[TEXT UNDER STUDY — start]

[lldb-dev] stop notification expedited registers - critical ones
Todd Fiala
tfiala at google.com
Fri Jun 13 12:24:24 PDT 2014
Awesome, thanks Jason!
On Fri, Jun 13, 2014 at 11:51 AM, Jason Molenda <jason at molenda.com> wrote:
> The goal is that lldb won't need to ask for any additional register values
> at a typical stop with the command line lldb unless the user issues
> additional commands. Obviously fp, pc, sp are needed. Sometimes the
> function arguments (which lldb will print with the frame format) are still
> in registers -- so we include the argument registers.
>
> In performance tuning with iOS, we've consistently found that the size of
> the packets is not particularly important - but the number of packets is
> critical. I think this will be typical of remote communication with
> devices where there may be several layers involved with the communication.
> So it's better to include extra registers in the stop packet that lldb
> might need than to have lldb ask for them individually.

[TEXT UNDER STUDY — finish]

WORK REQUEST: Extend the lldb-dev message about expedited registers in stop notifications, picking up right after its final sentence.

[DATASET — start]

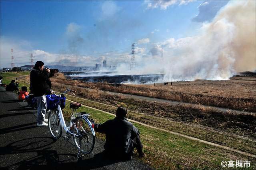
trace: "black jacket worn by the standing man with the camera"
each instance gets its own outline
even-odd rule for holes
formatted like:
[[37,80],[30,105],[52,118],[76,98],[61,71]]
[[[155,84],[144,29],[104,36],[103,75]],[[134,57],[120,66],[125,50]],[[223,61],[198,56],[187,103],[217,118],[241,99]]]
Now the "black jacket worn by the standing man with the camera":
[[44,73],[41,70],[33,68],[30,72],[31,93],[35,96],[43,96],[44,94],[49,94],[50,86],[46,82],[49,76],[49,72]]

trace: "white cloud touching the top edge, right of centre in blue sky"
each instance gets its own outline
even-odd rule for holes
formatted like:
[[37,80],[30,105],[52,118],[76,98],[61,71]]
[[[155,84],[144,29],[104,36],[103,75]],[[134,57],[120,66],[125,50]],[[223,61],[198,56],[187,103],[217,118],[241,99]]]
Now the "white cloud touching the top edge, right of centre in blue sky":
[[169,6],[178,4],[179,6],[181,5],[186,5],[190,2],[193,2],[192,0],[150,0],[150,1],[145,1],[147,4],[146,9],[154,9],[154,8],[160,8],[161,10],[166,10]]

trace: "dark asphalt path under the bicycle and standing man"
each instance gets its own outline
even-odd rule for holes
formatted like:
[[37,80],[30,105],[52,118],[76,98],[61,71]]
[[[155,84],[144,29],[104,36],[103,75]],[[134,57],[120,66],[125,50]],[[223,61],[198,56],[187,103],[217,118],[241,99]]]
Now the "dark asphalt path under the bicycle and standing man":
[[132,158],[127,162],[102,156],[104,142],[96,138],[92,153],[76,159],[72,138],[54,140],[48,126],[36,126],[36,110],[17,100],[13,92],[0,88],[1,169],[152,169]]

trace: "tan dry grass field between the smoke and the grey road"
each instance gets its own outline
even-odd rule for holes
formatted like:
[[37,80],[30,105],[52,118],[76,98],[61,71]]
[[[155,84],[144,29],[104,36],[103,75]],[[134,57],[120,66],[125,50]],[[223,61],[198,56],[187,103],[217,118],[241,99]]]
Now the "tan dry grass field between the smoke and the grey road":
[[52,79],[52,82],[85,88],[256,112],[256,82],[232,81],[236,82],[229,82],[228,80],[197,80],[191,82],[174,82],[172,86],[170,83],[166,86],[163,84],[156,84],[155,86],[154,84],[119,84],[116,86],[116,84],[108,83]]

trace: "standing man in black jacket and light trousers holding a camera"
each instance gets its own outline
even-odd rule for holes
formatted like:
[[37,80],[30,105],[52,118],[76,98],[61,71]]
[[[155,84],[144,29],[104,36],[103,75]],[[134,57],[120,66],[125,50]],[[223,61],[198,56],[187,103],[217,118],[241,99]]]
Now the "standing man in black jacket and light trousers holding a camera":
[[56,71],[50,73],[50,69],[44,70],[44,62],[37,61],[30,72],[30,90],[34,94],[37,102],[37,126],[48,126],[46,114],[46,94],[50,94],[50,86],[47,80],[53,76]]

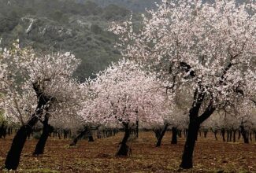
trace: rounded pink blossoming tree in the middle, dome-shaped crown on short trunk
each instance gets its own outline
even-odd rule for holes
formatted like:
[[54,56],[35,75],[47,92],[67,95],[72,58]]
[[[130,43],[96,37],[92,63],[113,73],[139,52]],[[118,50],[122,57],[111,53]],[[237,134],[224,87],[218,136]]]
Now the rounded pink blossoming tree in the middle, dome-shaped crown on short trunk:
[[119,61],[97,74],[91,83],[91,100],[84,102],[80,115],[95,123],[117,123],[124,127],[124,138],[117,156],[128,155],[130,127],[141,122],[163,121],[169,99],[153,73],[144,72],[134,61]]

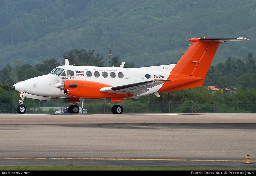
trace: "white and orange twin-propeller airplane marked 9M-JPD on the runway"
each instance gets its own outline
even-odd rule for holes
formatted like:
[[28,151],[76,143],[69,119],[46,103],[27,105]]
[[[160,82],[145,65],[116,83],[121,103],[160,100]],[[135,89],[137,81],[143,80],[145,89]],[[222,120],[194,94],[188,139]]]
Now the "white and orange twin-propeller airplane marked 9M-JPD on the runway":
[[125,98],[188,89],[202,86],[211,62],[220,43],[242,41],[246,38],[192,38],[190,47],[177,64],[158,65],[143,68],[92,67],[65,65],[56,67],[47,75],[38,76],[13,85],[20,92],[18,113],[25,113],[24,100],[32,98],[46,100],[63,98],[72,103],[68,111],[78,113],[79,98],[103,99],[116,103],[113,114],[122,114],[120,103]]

[DATASET — finish]
[DATASET — start]

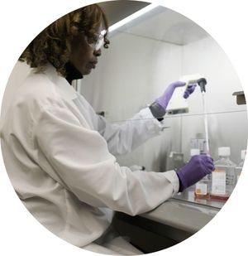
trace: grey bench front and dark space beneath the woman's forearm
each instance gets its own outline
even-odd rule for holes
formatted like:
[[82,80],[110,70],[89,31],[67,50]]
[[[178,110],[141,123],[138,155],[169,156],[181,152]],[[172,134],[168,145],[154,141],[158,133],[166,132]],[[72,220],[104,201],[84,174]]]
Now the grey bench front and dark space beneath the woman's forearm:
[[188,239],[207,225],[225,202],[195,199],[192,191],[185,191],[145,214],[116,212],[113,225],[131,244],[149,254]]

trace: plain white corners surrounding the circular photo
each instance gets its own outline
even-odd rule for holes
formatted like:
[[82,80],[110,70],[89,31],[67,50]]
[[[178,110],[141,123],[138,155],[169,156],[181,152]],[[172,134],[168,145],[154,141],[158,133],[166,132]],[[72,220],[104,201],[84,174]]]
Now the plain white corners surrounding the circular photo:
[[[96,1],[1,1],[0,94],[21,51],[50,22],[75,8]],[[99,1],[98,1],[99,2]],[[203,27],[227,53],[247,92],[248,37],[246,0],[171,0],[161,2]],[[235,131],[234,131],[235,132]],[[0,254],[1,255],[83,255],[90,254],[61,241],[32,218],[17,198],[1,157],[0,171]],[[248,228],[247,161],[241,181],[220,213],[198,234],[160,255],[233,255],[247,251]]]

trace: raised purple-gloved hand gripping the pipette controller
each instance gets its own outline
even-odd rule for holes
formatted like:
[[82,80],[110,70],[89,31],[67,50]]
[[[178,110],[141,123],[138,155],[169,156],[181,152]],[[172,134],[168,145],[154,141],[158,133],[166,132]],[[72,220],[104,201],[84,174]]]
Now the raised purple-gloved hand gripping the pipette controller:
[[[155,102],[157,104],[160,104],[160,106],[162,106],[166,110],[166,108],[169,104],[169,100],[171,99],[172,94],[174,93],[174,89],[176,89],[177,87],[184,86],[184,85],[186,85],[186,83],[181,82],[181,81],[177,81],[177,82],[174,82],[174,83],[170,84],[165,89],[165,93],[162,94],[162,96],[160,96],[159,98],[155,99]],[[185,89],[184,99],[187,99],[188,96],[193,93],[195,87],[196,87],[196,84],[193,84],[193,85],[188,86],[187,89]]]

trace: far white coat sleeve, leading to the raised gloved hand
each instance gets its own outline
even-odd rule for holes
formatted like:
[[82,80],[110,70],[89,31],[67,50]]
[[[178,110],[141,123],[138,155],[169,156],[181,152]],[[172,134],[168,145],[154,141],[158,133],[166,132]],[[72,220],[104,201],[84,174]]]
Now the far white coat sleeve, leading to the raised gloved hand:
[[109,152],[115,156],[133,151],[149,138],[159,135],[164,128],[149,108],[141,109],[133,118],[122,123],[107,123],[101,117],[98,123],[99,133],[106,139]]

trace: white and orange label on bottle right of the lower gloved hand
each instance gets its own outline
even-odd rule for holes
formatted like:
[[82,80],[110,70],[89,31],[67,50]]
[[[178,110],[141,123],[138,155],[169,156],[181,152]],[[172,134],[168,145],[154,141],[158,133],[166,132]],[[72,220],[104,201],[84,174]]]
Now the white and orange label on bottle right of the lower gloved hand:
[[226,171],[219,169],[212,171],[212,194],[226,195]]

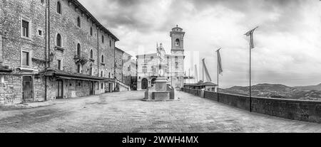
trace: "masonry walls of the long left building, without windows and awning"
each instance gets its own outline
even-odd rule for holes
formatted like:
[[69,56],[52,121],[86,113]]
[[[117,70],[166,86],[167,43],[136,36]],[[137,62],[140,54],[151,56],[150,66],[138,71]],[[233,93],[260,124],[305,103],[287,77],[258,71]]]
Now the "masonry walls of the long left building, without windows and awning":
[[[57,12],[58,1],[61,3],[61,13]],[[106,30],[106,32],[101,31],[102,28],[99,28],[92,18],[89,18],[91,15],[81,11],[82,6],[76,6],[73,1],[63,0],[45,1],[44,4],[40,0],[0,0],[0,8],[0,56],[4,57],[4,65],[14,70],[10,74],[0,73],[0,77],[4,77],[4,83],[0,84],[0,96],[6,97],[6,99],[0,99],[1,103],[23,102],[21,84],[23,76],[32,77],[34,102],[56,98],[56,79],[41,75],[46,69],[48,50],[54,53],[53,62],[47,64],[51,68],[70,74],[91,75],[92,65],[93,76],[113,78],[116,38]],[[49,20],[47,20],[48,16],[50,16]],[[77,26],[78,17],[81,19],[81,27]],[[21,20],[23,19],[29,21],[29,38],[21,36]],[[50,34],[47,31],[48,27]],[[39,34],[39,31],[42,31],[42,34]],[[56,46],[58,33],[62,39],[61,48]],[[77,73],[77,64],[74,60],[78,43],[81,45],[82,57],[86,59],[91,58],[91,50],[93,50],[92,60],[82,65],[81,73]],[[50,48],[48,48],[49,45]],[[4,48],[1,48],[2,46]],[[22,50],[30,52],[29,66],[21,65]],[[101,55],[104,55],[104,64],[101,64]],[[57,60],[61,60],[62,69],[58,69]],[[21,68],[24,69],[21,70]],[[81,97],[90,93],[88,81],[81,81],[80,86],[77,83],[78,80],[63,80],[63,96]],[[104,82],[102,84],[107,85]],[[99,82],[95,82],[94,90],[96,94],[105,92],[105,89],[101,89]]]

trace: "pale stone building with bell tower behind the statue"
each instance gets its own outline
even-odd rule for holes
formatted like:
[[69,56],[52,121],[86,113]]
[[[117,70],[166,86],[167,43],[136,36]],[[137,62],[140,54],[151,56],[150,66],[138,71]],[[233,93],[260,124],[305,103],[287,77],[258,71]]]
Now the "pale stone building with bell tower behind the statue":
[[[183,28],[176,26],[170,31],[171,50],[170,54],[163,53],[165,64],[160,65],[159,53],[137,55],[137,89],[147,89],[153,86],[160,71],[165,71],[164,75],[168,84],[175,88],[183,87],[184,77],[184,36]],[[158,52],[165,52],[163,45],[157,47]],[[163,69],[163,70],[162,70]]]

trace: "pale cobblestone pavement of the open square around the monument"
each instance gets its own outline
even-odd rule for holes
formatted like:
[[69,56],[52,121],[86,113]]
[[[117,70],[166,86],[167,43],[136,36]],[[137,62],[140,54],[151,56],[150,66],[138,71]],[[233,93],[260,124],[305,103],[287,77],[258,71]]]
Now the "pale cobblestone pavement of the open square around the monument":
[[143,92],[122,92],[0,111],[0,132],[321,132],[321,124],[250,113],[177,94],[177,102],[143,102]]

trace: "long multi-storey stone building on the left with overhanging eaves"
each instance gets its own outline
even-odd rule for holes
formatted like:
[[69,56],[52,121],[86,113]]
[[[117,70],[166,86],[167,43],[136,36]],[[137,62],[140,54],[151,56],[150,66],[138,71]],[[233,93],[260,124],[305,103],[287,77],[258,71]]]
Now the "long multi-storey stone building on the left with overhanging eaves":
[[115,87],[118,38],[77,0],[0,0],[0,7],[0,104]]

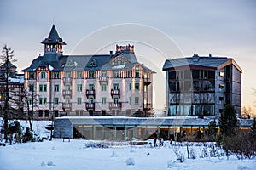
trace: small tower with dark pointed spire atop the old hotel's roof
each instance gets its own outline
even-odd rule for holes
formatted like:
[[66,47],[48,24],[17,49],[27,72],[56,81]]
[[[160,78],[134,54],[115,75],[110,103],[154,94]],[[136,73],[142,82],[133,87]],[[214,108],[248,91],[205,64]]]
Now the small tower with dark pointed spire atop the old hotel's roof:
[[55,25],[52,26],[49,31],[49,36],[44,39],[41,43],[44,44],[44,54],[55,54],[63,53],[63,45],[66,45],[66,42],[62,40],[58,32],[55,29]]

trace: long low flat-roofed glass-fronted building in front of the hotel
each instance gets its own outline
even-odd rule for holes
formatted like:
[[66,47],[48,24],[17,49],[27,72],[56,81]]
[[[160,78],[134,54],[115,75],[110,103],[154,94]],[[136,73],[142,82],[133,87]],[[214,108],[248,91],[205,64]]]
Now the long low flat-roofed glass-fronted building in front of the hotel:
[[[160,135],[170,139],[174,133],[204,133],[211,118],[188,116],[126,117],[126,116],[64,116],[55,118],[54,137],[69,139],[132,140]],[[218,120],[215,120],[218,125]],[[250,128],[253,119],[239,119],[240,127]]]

[DATASET — finish]
[DATASET — start]

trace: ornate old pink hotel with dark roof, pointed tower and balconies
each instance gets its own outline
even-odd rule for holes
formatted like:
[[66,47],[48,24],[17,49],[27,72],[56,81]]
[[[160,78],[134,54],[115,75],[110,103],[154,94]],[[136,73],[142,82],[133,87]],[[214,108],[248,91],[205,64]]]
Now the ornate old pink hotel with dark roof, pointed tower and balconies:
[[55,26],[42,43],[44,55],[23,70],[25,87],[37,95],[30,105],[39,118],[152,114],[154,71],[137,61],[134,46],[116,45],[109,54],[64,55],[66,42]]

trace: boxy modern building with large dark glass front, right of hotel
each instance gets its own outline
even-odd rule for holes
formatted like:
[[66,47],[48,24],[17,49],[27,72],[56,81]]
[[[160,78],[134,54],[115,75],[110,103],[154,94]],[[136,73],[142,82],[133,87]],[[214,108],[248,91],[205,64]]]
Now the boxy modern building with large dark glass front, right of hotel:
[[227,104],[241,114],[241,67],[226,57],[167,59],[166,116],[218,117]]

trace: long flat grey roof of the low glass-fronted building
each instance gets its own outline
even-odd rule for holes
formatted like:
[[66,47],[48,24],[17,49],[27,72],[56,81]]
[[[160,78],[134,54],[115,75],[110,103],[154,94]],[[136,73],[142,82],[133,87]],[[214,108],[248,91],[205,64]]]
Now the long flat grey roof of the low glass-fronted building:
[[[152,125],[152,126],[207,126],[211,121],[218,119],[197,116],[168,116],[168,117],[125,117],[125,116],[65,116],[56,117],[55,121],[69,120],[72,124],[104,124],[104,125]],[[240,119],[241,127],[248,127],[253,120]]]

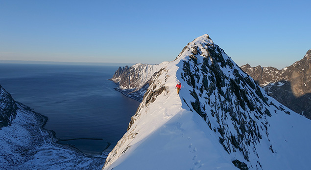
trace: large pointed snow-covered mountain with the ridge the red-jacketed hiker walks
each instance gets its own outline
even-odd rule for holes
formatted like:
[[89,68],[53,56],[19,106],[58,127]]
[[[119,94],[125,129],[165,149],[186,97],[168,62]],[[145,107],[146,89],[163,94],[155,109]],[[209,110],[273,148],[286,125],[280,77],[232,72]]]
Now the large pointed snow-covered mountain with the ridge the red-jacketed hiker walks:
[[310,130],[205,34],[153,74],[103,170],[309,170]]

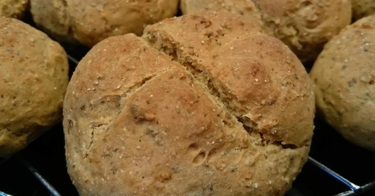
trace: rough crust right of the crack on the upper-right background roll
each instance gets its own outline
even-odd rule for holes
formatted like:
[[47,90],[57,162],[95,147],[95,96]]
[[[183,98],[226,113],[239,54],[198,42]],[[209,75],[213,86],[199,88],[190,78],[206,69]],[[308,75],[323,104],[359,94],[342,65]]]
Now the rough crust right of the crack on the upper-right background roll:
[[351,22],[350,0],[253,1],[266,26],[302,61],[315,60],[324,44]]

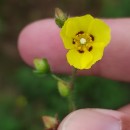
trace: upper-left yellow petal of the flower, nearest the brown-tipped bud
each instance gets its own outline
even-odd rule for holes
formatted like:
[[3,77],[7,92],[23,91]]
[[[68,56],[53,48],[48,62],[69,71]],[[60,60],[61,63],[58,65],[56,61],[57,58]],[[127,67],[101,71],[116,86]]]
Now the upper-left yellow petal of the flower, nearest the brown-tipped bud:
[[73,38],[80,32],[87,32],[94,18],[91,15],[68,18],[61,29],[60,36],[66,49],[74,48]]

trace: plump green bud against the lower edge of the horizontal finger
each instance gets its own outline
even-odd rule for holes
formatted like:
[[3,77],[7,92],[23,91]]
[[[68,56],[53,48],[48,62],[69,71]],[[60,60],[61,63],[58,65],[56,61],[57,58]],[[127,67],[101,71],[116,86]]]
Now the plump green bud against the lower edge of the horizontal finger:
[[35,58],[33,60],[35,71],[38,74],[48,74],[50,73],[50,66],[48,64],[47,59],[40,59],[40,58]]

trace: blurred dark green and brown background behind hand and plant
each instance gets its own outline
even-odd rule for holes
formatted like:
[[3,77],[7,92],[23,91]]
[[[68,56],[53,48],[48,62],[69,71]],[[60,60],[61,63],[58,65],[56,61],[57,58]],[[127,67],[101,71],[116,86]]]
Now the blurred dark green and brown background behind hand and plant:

[DATASET — finish]

ANSWER BOX:
>
> You could argue that you should just throw all of the GPRs in the stop
> packet. Empirically, we've found that the sp/pc/fp/arg regs are enough and
> we've never gone all the way and included all of them. Maybe with armv7
> where the gpr is relatively small in size we include them all. The smart
> play is probably just to throw them all in there, even on arm64 where you
> have 32 GPRs.
>
> A good example of the cost of packet-size vrs. number-of-packets was a
> little performance tuning I did recently. We had a problem where large
> memory reads from an iOS device were slow -- reading, say, 6MB of heap. I
> made three changes to lldb/debugserver that got us about 12x faster reading
> the same memory from a device: added a binary "x" read memory packet
> (instead of ascii-hex representations of the memory, so reducing the # of
> bytes sent by half), stopped adding large memory read data to lldb's memory
> cache, and went from 512-byte memory reads to 128kbyte memory reads. I
> didn't try to tease apart which of these were responsible for the
> performance bump, but I'm willing to bet it was the increase in the size of
> the memory reads and the reduction in the number of packets required.
>
>
>
> On Jun 13, 2014, at 11:18 AM, Todd Fiala <todd.fiala at gmail.com> wrote:
>
> > Hey Jason,
> >
> > Which are the registers that are most important to contain in the stop
> notification expedited registers section?
> >
> > I'm adding tests for the ones considered essential. I right now am
> checking for these generic registers: pc, sp, fp.
> >
> > I think you mentioned it would be nice to have some of the arg registers
> as well? Anything else?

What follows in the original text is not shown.